*Extract to read*.
As described by Christopher Caldwell in “Reflections on the Revolution in Europe,” the European Union (EU) from its inception had as a central purpose of “getting rid of inefficient economic nationalism,” but over time it evolved into a project for “getting rid of nationalism altogether.” Nationalism, however, proved too vague a concept for the Brussels bureaucrats to root out — but what they could root out was national sovereignty, and this they have done incrementally over the past 30 years.
This is relevant to the United States because the Biden administration, in its brief tenure, has launched an unparalleled assault on American sovereignty that is breathtaking in its scope and potential consequences. A partial list of the initiatives aggressively promoted by the Democratic Party’s left wing would include the proposed global minimum corporate tax; the waiving of intellectual property rights of U.S. COVID-19 vaccine producers; the cancellation of the Keystone XL pipeline; the banning of offshore drilling, which torpedoes American’s hard-won energy independence; and, most egregiously, the abandonment of serious border control and tacit encouragement of the waves of migrants now engulfing our southern border.
To understand the genesis of these policies and how they relate to the EU, we need look not to President Obama, nor as far back as President Carter, but most specifically to the widely misrepresented but retrospectively transformational trade policies that became law during the Clinton administration: the North American Free Trade Agreement (NAFTA), the World Trade Organization (WTO), and normalization of trade with China.

*Assigned task A*. Summarize the passage on national sovereignty in two sentences.
*Assigned task B*. List every initiative named in the partial list that the passage on national sovereignty gives.

*Stored data entries*.
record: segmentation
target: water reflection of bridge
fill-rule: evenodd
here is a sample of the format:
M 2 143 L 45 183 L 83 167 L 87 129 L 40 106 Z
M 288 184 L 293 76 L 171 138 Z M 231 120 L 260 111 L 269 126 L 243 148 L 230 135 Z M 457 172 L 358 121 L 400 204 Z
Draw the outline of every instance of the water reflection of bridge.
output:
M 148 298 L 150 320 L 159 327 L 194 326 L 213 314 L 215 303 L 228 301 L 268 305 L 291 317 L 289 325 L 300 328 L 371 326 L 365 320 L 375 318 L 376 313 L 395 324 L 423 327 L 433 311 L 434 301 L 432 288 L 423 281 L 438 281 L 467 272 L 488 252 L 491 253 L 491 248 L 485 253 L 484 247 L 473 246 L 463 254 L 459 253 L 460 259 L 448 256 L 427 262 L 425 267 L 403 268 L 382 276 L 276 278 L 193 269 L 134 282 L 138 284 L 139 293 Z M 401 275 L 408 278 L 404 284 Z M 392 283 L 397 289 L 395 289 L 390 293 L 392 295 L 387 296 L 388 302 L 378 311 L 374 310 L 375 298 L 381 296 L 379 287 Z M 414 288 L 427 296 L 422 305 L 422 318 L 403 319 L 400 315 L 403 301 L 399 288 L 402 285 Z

*Written response A*. Drawing on Christopher Caldwell, the passage states that the European Union began with the aim of getting rid of inefficient economic nationalism but evolved into a project for getting rid of nationalism altogether, and that Brussels bureaucrats have incrementally rooted out national sovereignty over the past 30 years. It contends that the Biden administration has launched an unparalleled assault on American sovereignty through initiatives promoted by the Democratic Party's left wing, and it traces the genesis of these policies to trade measures of the Clinton administration: NAFTA, the WTO, and normalization of trade with China.

*Written response B*.
- The proposed global minimum corporate tax
- The waiving of intellectual property rights of U.S. COVID-19 vaccine producers
- The cancellation of the Keystone XL pipeline
- The banning of offshore drilling
- The abandonment of serious border control and tacit encouragement of the waves of migrants at the southern border